Labeled area outline records
'''

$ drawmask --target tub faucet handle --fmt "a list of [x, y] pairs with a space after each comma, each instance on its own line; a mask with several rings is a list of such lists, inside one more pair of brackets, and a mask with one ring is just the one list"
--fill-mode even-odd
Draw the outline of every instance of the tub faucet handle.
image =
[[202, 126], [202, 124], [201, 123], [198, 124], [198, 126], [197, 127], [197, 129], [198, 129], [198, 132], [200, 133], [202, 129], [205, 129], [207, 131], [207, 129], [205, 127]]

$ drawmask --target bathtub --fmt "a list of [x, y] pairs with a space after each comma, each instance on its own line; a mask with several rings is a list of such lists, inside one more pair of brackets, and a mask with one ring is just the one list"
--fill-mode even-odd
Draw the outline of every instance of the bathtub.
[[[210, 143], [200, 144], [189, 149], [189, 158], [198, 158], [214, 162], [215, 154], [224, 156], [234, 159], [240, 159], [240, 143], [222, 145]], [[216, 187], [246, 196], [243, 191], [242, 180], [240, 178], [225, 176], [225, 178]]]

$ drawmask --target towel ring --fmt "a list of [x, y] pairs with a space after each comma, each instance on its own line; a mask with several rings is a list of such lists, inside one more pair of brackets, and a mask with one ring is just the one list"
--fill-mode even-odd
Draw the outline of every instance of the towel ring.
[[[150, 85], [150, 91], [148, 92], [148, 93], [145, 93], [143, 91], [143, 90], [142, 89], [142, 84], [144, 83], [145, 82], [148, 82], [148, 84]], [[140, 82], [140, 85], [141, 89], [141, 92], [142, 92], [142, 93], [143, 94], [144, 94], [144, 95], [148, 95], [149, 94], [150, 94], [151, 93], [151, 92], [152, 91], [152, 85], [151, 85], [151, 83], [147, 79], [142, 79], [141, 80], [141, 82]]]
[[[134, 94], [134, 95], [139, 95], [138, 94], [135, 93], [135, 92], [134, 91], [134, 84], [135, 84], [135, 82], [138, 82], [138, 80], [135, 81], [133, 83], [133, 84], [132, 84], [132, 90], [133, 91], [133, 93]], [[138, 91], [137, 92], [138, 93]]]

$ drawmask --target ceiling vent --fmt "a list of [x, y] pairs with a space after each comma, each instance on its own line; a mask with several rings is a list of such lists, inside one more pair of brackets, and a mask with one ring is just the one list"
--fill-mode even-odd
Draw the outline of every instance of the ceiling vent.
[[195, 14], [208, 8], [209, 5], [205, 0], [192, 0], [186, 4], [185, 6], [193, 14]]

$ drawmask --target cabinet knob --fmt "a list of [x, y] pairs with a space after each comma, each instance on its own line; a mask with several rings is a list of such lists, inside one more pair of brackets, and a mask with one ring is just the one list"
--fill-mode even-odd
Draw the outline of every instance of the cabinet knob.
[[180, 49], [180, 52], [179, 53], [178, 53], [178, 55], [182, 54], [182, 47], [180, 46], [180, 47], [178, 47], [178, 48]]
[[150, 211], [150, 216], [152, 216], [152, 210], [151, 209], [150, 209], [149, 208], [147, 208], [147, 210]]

'''

The request:
Copy each of the records above back out word for word, with nothing changed.

Full output:
$ drawmask --target tub faucet handle --fmt "a list of [x, y] pairs with a space after each comma, each instance on its own line; a mask with several rings is a list of such lists, inside one more pair of brackets, and a mask with one ring is just the one list"
--fill-mode even-odd
Draw the outline of every instance of the tub faucet handle.
image =
[[202, 126], [202, 124], [201, 123], [198, 124], [198, 126], [197, 127], [197, 129], [198, 129], [198, 132], [200, 133], [202, 129], [205, 129], [207, 131], [207, 129], [205, 127]]

$ drawmask --target bathtub --fmt "a list of [x, y] pairs with a space after each comma, each instance on its own line; a mask with several rings is a list of such lists, inside one more pair of brackets, and a mask with one ring is just the one list"
--fill-mode even-odd
Draw the outline of every instance of the bathtub.
[[[210, 143], [200, 144], [189, 149], [189, 158], [198, 158], [214, 162], [215, 154], [224, 156], [234, 159], [240, 159], [240, 143], [222, 145]], [[216, 187], [246, 196], [243, 191], [242, 180], [240, 178], [225, 176], [225, 178]]]

$ drawmask --target towel ring --fmt "a list of [x, y] pairs with a space after each comma, each instance on its own line; a mask with several rings is a list of such lists, inside one more pair of brackets, and a mask with one ring is just the one list"
--fill-mode even-odd
Draw the outline of every instance of the towel ring.
[[[150, 85], [150, 91], [148, 92], [148, 93], [145, 93], [143, 91], [143, 90], [142, 89], [142, 84], [144, 83], [145, 82], [148, 82], [148, 84]], [[140, 82], [140, 85], [141, 89], [141, 92], [142, 92], [142, 93], [143, 94], [144, 94], [144, 95], [148, 95], [149, 94], [150, 94], [151, 93], [151, 92], [152, 91], [152, 85], [151, 85], [151, 83], [147, 79], [142, 79], [141, 80], [141, 82]]]
[[[134, 94], [134, 95], [139, 95], [138, 94], [135, 93], [135, 92], [134, 91], [134, 84], [135, 84], [135, 82], [138, 82], [138, 80], [135, 81], [133, 83], [133, 84], [132, 84], [132, 90], [133, 91], [133, 93]], [[138, 91], [137, 92], [138, 93]]]

$ drawmask --target ceiling vent --fmt "a list of [x, y] pairs with a space after each comma, each instance on its own line; a mask with several rings is a list of such lists, inside one more pair of brackets, and a mask with one ring is just the one list"
--fill-mode even-odd
Draw the outline of every instance of the ceiling vent.
[[195, 14], [208, 8], [209, 5], [205, 0], [192, 0], [186, 4], [185, 6], [193, 14]]

$ drawmask --target cabinet knob --fmt "a list of [x, y] pairs with a space after each comma, each instance on its own line; a mask with several rings is a list of such lists, inside one more pair of brackets, and a mask with one ring is just the one list"
--fill-mode even-odd
Draw the outline of every instance of the cabinet knob.
[[180, 49], [180, 52], [179, 53], [178, 53], [178, 55], [182, 54], [182, 47], [180, 46], [180, 47], [178, 47], [178, 48]]
[[150, 211], [150, 216], [152, 216], [152, 210], [151, 209], [150, 209], [149, 208], [147, 208], [147, 210]]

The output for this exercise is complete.